What is required> Go through the records below and pull out every line that contains the word "wooden", matching case exactly. Copy those lines out and nothing else.

Exercise inputs>
↓

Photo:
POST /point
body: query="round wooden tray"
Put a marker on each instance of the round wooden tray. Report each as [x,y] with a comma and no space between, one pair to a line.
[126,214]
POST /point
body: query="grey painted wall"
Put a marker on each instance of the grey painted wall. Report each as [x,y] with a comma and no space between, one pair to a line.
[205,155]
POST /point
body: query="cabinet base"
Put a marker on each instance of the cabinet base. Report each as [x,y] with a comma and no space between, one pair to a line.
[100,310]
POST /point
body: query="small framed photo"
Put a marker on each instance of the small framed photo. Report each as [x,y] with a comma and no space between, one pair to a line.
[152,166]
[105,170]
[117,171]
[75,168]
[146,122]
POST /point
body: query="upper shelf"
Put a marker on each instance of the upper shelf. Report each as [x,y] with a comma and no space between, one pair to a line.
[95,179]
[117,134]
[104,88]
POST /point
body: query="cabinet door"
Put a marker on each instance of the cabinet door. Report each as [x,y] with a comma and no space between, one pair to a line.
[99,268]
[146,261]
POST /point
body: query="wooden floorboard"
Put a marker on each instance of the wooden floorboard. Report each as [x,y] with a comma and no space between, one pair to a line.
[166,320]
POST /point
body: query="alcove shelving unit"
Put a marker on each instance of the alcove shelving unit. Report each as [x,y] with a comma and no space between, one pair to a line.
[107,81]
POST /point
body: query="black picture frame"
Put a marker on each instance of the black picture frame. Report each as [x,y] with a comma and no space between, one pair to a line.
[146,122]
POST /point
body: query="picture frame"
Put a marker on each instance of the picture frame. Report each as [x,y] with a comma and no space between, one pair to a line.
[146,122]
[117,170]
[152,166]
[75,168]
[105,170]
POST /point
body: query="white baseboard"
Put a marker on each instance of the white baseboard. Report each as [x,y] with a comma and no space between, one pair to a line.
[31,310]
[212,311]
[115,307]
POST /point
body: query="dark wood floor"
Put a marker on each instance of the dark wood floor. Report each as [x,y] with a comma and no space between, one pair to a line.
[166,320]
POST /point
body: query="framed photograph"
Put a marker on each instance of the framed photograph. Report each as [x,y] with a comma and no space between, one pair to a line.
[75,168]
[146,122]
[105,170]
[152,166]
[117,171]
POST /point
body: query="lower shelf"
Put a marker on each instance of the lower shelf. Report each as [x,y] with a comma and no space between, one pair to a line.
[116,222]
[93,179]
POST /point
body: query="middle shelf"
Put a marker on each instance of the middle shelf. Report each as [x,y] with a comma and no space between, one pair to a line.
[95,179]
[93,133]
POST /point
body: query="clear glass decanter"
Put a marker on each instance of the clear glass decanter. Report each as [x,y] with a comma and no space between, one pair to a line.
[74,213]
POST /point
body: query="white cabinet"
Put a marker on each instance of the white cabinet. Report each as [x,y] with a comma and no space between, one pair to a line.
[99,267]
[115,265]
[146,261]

↑

Answer in full>
body: query="round wooden tray"
Put a marker on each instance of the round wooden tray. Report each as [x,y] with a comma and no space between, one pair to a line.
body: query="wooden floorboard"
Put a marker on each instance of the wooden floorboard. Report each as [x,y] with a comma and no space between, one pair to a line.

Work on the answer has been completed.